• What needs to be done
Your task is to print all of the data word for word.

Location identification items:
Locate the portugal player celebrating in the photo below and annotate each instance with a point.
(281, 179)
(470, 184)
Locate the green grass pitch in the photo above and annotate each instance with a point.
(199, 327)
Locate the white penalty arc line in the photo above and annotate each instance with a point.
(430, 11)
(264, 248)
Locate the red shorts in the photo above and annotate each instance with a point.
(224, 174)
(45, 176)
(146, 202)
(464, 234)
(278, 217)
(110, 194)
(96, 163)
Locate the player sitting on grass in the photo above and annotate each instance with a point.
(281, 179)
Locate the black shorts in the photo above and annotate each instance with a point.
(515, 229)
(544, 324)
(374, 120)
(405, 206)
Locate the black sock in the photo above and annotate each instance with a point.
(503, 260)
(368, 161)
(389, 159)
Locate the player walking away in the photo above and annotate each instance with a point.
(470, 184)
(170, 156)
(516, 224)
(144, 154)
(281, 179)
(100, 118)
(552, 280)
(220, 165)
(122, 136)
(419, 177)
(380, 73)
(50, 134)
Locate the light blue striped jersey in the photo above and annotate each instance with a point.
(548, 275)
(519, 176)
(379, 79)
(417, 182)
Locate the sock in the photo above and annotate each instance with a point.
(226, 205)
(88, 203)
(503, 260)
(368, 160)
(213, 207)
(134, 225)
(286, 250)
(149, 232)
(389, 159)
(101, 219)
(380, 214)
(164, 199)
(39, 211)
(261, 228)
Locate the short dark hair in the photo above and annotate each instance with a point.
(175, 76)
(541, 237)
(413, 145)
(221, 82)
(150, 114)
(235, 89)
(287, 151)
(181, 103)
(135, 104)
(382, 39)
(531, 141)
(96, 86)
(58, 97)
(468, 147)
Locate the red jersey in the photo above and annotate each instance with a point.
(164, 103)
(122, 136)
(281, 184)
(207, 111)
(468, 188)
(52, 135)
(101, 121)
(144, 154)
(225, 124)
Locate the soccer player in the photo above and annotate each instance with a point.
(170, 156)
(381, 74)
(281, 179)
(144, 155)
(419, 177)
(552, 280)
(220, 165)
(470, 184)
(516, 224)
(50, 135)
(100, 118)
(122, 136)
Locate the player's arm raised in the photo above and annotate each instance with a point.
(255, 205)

• Written solution
Locate the portugal player celebrating in the photo below and annotate each instance with a point.
(281, 179)
(470, 184)
Locate the green grass pitch in the photo above and annotate each instance with a point.
(199, 327)
Locate the white penalty arc line in the photo above and annotate each instance with a point.
(430, 11)
(264, 248)
Locate the red shorts in the photo above and annotate each instance with a point.
(224, 174)
(45, 176)
(146, 202)
(464, 234)
(278, 217)
(110, 194)
(96, 163)
Locate the player sitting on grass in the photo above and annotate each instance with a point.
(281, 179)
Locate the black shorts in the photo above and annotate each instance with a point.
(515, 229)
(544, 324)
(374, 120)
(405, 206)
Locate the black sock in the photo above and annotate each instance with a point.
(503, 260)
(368, 161)
(389, 159)
Locate the player walking away in the photo above and annotate each instance with a point.
(470, 184)
(170, 156)
(516, 224)
(144, 154)
(281, 179)
(100, 118)
(552, 280)
(220, 165)
(122, 136)
(419, 177)
(380, 73)
(50, 134)
Locate the light blue striped jersey in the photo above and annotate each instance with a point.
(548, 275)
(519, 176)
(379, 79)
(417, 182)
Locate the sock in the photo above and annotate each instance with a point.
(226, 205)
(88, 203)
(503, 260)
(368, 160)
(213, 207)
(134, 225)
(286, 250)
(149, 232)
(389, 159)
(101, 219)
(380, 214)
(164, 199)
(39, 211)
(261, 228)
Locate the short dark hair in the photo above and annotate each instance with a point.
(175, 76)
(541, 237)
(413, 145)
(221, 82)
(150, 114)
(235, 89)
(287, 151)
(181, 103)
(135, 104)
(382, 39)
(531, 141)
(96, 86)
(58, 97)
(468, 147)
Locate the red jersey in the photo above and annotate each instance with a point.
(164, 103)
(122, 136)
(281, 184)
(207, 111)
(468, 188)
(52, 135)
(101, 121)
(144, 154)
(225, 124)
Locate the soccer player in the photo above and annotate each instance with a point.
(170, 156)
(381, 74)
(281, 179)
(144, 155)
(419, 177)
(552, 280)
(220, 165)
(470, 184)
(516, 224)
(50, 135)
(100, 118)
(122, 136)
Locate the player's arm raised in the photo above and annotate each instance with a point.
(255, 205)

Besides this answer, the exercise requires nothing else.